== Material supplied ==

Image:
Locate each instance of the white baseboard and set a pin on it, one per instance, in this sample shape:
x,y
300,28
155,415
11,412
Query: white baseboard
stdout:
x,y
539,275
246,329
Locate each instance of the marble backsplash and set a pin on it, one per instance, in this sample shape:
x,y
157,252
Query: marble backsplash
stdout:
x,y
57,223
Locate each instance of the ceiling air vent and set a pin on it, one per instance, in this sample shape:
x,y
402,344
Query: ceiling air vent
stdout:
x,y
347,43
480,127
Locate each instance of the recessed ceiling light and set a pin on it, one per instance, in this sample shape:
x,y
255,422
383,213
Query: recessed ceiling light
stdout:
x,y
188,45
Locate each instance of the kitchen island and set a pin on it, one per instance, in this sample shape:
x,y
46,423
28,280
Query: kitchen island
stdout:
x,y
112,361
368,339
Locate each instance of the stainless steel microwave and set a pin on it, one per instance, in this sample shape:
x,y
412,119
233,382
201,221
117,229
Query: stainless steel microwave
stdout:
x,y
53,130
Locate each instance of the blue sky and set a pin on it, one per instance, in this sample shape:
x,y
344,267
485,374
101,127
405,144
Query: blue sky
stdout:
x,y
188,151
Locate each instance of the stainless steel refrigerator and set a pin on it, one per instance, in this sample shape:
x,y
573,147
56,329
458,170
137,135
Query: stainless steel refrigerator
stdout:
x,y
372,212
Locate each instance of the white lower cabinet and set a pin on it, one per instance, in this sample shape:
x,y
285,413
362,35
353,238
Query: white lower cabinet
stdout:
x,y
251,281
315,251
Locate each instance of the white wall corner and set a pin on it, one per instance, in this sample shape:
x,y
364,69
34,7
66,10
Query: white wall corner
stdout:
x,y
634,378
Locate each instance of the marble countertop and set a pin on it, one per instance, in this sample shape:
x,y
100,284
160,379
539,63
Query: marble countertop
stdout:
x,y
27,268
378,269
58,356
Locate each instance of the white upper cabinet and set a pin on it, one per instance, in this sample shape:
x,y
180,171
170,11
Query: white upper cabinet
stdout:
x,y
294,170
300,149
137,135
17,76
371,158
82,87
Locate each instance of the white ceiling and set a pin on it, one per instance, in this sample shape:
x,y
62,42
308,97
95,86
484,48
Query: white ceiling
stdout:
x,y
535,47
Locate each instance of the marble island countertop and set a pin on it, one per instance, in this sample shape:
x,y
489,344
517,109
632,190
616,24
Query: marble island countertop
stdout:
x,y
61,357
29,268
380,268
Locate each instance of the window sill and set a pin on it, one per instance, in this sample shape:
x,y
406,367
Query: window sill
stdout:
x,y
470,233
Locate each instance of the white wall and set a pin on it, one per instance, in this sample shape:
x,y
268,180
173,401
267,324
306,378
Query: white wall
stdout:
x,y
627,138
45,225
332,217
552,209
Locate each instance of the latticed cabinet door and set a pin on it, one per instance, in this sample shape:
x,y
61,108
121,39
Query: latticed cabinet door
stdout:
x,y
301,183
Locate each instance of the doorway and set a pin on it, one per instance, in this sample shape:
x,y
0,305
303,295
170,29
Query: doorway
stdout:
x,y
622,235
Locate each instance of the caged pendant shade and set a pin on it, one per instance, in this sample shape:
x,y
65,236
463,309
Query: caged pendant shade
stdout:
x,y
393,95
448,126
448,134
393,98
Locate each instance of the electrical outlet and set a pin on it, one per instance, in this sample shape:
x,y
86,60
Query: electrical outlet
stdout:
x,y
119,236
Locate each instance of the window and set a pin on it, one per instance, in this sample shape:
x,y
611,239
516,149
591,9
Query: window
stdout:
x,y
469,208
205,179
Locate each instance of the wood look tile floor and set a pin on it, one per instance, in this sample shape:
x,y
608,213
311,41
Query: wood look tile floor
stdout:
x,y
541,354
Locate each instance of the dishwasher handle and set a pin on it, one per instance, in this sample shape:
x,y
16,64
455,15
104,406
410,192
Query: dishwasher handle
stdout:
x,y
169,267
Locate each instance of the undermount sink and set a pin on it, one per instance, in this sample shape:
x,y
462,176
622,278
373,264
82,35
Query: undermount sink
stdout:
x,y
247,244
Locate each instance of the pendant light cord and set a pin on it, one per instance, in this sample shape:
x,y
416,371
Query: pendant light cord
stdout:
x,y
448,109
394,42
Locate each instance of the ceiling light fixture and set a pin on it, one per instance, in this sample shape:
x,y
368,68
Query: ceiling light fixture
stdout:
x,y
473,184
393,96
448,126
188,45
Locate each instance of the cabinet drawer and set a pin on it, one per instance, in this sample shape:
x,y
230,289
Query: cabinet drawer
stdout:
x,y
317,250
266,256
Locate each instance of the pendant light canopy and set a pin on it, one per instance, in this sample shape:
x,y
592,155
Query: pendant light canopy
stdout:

===

What to do: Copy each line of the listing that contains "sill".

Output for this exercise:
Locate each instance of the window sill and set a pin on it, one per instance, in this sample shape:
Query: window sill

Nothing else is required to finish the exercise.